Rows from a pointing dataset

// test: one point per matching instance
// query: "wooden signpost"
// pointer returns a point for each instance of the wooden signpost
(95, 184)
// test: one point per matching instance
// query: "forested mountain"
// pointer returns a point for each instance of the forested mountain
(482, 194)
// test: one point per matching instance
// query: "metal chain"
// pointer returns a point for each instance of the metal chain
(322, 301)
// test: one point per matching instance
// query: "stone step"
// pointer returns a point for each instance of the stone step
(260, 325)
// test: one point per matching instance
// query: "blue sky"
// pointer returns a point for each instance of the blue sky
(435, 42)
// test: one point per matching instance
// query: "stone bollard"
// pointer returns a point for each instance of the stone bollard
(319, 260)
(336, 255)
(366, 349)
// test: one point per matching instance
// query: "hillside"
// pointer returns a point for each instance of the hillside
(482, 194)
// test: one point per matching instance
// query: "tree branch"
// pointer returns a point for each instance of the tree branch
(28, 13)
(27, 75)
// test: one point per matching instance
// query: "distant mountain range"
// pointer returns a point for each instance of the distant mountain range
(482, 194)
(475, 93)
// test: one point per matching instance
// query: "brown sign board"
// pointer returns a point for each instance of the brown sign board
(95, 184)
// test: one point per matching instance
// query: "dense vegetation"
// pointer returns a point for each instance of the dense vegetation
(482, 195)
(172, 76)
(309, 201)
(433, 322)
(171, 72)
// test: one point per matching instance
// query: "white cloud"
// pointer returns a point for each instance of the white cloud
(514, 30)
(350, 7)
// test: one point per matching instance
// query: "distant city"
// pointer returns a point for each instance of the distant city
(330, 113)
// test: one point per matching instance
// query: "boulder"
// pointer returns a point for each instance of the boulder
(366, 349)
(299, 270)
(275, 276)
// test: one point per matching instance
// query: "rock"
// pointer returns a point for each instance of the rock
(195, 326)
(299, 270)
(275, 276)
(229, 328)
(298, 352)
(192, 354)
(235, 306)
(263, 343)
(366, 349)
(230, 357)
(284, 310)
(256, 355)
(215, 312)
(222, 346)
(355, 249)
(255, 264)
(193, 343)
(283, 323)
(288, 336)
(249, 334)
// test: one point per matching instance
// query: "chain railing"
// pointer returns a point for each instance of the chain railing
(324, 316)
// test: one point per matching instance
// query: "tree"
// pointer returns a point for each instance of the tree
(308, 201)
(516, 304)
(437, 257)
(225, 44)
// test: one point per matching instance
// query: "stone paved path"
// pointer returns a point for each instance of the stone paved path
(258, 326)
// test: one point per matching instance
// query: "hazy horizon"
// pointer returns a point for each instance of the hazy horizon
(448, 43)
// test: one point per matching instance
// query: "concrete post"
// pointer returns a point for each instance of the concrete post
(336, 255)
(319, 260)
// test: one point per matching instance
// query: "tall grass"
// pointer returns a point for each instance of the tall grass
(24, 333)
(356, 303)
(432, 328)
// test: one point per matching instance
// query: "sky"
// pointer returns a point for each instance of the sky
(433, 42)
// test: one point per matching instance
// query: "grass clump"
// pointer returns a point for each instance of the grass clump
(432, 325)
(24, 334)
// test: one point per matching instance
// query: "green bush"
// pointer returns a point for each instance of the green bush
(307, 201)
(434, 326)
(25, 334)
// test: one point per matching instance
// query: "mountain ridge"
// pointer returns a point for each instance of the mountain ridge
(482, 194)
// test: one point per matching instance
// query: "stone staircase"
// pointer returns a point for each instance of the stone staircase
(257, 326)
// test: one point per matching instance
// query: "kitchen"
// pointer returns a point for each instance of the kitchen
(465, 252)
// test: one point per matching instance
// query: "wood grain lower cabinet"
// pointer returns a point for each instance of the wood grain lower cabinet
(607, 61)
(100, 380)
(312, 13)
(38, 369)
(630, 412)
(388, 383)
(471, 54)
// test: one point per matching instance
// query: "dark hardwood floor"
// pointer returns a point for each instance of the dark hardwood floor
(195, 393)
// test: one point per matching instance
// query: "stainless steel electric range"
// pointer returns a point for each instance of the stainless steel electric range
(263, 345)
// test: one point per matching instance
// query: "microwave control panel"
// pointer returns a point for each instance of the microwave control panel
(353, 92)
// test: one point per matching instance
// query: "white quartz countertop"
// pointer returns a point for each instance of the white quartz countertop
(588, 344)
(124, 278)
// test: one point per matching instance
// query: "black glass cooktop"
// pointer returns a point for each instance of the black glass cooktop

What to produce — Each entry must be reproduced verbatim.

Finished task —
// test: one point per matching instance
// query: "wooden signpost"
// pointer returns a point for each instance of the wooden signpost
(95, 184)
// test: one point per matching instance
// query: "forested mountain"
// pointer returns a point for each instance of the forested mountain
(482, 194)
// test: one point per matching instance
// query: "metal chain"
// pointer returns a point for each instance of the metal chain
(322, 301)
// test: one point per matching instance
// query: "stone step"
// pointer returns a point for each instance of the stone step
(260, 325)
// test: one point per matching instance
// query: "blue sky"
// pointer returns a point for each instance of the blue sky
(435, 42)
// test: one point per matching instance
// query: "stone bollard"
// pointer returns a point for each instance of the stone bollard
(319, 260)
(336, 255)
(366, 349)
// test: one point per matching instance
// query: "hillside"
// pointer returns a point for each instance of the hillside
(482, 194)
// test: one point per matching instance
// query: "tree branch"
// pointer returns a point for each instance of the tree branch
(28, 13)
(27, 75)
// test: one point per matching instance
// query: "distant mountain range"
// pointer returns a point for each instance of the distant mountain range
(482, 194)
(475, 93)
// test: one point per matching instance
// query: "brown sign board"
// pointer returns a point for each instance of the brown sign board
(95, 184)
// test: one point per matching instance
// query: "dense vegetation"
// pointer returns a point for each instance of the dense vegetation
(482, 195)
(172, 76)
(309, 201)
(433, 322)
(171, 72)
// test: one point per matching instance
// query: "white cloud"
// pointer returns a point for each instance of the white cloud
(514, 30)
(350, 7)
// test: one point per matching instance
// query: "distant city"
// pointer returns a point for each instance of the distant city
(330, 113)
// test: one point per matching instance
// query: "boulder"
// pointer returns a point for each instance of the boulder
(366, 349)
(299, 270)
(275, 276)
// test: one point per matching instance
// query: "rock"
// pointer returns a point for each instance of the rock
(195, 326)
(299, 270)
(275, 276)
(229, 328)
(298, 352)
(192, 354)
(235, 306)
(263, 343)
(366, 349)
(230, 357)
(284, 310)
(256, 355)
(215, 312)
(222, 346)
(355, 249)
(255, 264)
(193, 343)
(283, 323)
(288, 336)
(249, 334)
// test: one point per matching instance
// query: "chain railing"
// pointer returns a point for each instance of the chain railing
(324, 316)
// test: one point per matching instance
// query: "tree"
// pointer returns a point for each instance of the tree
(308, 201)
(516, 304)
(437, 257)
(225, 44)
// test: one point per matching instance
// query: "stone paved path"
// pointer returns a point for each instance of the stone paved path
(258, 326)
// test: one point per matching instance
// query: "hazy horizon"
// pointer returns a point for each instance of the hazy horizon
(448, 43)
// test: one point per matching instance
// query: "concrete post"
// pointer returns a point for each instance of the concrete post
(336, 255)
(319, 260)
// test: one point per matching instance
// query: "tall grass"
// pointer returns a point for each instance of the tall grass
(24, 333)
(356, 303)
(432, 328)
// test: one point per matching instance
// query: "sky"
// pointer returns a point for each instance of the sky
(433, 42)
// test: one point per matching instance
// query: "grass clump"
// pointer returns a point for each instance of the grass clump
(432, 325)
(24, 334)
// test: one point per matching instance
// query: "green bush"
// pointer returns a point for each instance of the green bush
(307, 201)
(434, 326)
(25, 334)
// test: one point per matching instance
// query: "mountain ridge"
// pointer returns a point for each instance of the mountain ridge
(482, 194)
// test: one point per matching instance
// query: "stone staircase"
// pointer returns a point for each instance of the stone staircase
(257, 326)
// test: one point per matching instance
// query: "kitchen"
// pointer returns a point for each instance of the kitchen
(465, 252)
// test: one point per matching instance
// query: "wood grain lower cabinet"
// pointer returns a point for each instance of the wood grain lower cabinet
(607, 61)
(100, 380)
(312, 13)
(38, 369)
(630, 412)
(388, 383)
(471, 54)
// test: one point per matching instance
// query: "dark hardwood floor"
// pointer returns a point for each instance of the dark hardwood floor
(195, 393)
// test: one point per matching instance
// query: "stainless steel electric range"
// pointer returns a point for each instance of the stainless steel electric range
(263, 345)
// test: one point per matching instance
// query: "microwave control panel"
// pointer returns a point for each instance of the microwave control panel
(353, 92)
// test: one point per matching instance
// query: "white quartz countertop"
// pointer returns a point for each instance of the white quartz countertop
(588, 344)
(124, 278)
// test: one point per matching instance
// query: "black glass cooktop"
// pointer returns a point for each instance of the black glass cooktop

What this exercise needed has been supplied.